• **HOW TO COMPLETE THIS TASK**
Instruction for the entries that follow: retype exactly the lines from the line with "For every <instance>" to the line with "negative clicks: (1614, 832)", both included, and omit all others.

• **INPUT**
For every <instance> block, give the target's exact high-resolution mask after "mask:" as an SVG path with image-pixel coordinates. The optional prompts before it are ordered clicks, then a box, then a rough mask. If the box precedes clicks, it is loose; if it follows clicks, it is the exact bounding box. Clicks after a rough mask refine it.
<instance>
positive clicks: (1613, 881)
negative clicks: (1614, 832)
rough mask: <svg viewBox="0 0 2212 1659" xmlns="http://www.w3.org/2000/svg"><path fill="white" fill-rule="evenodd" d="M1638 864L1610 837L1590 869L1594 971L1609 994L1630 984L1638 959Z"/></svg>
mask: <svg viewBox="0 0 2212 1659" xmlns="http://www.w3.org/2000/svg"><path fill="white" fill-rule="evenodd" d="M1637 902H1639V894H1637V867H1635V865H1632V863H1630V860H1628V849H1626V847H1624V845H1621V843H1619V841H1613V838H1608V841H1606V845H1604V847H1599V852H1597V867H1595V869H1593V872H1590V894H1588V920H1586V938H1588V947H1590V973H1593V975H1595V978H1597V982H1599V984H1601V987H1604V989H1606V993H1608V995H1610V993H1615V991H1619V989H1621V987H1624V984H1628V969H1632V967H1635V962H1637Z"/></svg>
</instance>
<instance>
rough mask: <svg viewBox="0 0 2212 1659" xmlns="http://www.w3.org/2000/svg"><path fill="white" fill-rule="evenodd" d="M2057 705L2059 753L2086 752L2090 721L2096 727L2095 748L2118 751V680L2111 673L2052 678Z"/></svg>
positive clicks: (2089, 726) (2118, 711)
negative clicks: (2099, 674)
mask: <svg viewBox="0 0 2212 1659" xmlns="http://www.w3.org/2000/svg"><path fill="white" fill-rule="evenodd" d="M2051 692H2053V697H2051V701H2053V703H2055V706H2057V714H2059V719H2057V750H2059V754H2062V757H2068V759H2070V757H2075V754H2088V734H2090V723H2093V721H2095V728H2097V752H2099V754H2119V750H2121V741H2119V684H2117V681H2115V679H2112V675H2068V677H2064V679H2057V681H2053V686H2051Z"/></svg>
--
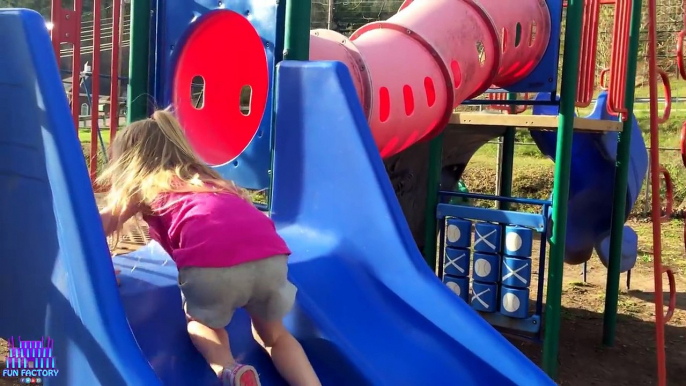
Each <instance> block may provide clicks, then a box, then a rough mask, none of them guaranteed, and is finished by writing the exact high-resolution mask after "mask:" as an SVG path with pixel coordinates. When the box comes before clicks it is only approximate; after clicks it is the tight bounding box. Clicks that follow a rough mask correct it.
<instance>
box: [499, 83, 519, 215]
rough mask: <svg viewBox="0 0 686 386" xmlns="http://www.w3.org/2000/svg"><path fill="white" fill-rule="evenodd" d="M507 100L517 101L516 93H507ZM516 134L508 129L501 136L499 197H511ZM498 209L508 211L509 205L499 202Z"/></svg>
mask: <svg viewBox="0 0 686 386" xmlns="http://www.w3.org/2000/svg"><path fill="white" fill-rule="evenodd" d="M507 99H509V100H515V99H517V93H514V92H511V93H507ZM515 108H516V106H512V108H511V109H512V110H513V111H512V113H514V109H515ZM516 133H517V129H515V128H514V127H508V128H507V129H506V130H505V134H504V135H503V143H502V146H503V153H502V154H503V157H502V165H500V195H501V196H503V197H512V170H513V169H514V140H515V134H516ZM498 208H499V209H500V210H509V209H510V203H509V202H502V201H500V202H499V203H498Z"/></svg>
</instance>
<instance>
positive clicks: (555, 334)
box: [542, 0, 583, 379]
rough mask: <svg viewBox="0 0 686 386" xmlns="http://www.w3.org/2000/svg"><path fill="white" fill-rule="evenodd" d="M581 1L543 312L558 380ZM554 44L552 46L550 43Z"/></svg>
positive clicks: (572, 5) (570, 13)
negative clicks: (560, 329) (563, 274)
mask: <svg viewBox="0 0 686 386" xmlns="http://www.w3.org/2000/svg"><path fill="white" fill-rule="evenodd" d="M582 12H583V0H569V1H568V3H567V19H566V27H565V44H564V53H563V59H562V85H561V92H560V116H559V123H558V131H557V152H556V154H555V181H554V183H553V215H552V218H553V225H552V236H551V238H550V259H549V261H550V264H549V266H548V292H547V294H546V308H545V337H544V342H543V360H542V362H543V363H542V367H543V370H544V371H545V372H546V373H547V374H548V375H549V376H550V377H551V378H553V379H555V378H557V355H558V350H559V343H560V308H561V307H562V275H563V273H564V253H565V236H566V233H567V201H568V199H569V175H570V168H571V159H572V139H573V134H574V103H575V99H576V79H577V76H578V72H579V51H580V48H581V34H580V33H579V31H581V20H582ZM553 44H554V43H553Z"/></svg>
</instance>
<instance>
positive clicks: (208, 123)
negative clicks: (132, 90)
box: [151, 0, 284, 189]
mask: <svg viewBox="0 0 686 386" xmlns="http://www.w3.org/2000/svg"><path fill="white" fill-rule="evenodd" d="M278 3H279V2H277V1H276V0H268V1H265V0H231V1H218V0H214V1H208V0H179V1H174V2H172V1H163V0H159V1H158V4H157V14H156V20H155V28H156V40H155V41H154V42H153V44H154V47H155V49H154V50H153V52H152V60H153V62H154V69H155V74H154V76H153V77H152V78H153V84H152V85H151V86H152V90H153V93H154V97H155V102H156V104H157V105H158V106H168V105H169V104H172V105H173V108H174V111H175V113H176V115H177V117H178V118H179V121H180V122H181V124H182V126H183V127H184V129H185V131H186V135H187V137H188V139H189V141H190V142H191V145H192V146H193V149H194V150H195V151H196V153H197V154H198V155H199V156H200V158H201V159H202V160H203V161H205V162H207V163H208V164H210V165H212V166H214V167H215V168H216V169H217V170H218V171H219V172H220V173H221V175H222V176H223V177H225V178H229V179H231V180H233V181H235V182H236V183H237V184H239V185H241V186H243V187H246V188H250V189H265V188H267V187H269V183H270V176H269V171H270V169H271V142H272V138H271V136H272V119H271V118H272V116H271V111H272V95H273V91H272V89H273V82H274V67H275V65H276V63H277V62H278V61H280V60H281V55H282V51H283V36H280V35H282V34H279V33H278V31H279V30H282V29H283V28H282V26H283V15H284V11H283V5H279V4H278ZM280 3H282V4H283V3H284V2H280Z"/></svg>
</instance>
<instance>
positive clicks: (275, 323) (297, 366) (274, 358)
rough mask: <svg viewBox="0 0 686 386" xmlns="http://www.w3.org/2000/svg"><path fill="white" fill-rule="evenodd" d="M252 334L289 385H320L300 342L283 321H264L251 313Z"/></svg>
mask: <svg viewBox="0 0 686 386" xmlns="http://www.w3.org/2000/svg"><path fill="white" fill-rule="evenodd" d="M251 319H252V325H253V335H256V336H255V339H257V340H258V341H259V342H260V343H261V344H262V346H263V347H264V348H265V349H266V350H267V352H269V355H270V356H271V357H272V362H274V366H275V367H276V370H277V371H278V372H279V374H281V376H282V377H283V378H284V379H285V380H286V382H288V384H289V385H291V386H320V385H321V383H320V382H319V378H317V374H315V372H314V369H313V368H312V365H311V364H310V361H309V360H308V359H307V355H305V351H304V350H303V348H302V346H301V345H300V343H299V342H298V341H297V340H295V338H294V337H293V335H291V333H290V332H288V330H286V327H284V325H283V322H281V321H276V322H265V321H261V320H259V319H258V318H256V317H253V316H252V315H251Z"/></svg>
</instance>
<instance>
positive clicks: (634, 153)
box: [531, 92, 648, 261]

• **EXERCISE ANSWER**
For every <instance> block, give the target's exact high-resolution mask after "mask:" as an SVG path with image-pixel coordinates. The optional prompts before it are ordered clicks, then a box, then a rough mask. If the box precedes clicks, it is loose; if it follows clicks, it is the exact bounding box. Clicks after a rough mask refine it.
<instance>
positive clicks: (1613, 881)
negative clicks: (1614, 832)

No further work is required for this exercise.